START Text provided

Friday, June 19, 2015

"Culture of Dependency"

I was reading about Kansas recently. I cam across an article in The Nation about how Kansas deals with people who need help with their healthcare. It's pretty depressing. You see, Kansas had such
promise. Led ably by common-sense moderate Republicans for years, the state of Kansas was all set to demonstrate how a red state could be a pioneer in insuring most of its residents, using the Republican plan that was developed as a response to Hillary Clinton's Single-payer Healthcare system.

That's right, the "Obamacare" plan was largely designed by Republicans. It was the Republicans who wanted "market forces" to control health insurance for Americans, rather than have a federal program like Medicare simply take care of everyone (the Clinton plan). It was the Republicans who wanted everyone in the pool and wanted to fine anyone who didn't carry health insurance (the individual mandate). They're denying this now, but it is all true.

So they are, in essence, saying their plan is a bad plan. I do  not think that any other plan would be to their liking, either.

The specific wording that Republicans in Kansas are using to describe assistance from the government (even if it is a tax reduction, mind you) as something that creates a culture of dependency.

Let me just take issue with this whole "moral rejection of 'dependency'" that Brownback and the Republican Radicals talk about. Essentially, what they are saying is that if you need help at any time in your life for any reason, you are morally wrong, you have no morals and you are a problem. But here's the problem with this rhetoric. Kansas, itself, is a truly red state. The federal government receives 65¢ for every federal dollar that goes into that state. So, if that is the case, Kansas, itself, has a moral dependency problem.

END Text provided

§ Work required:
Please reproduce the Kansas dependency post word for word, starting at "So they are, in" and ending at "moral dependency problem.".

START Dataset content

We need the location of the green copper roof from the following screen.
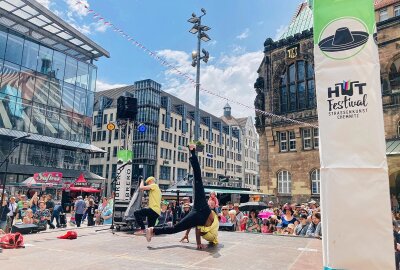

END Dataset content

§ Response for this exercise:
So they are, in essence, saying their plan is a bad plan. I do  not think that any other plan would be to their liking, either.

The specific wording that Republicans in Kansas are using to describe assistance from the government (even if it is a tax reduction, mind you) as something that creates a culture of dependency.

Let me just take issue with this whole "moral rejection of 'dependency'" that Brownback and the Republican Radicals talk about. Essentially, what they are saying is that if you need help at any time in your life for any reason, you are morally wrong, you have no morals and you are a problem. But here's the problem with this rhetoric. Kansas, itself, is a truly red state. The federal government receives 65¢ for every federal dollar that goes into that state. So, if that is the case, Kansas, itself, has a moral dependency problem.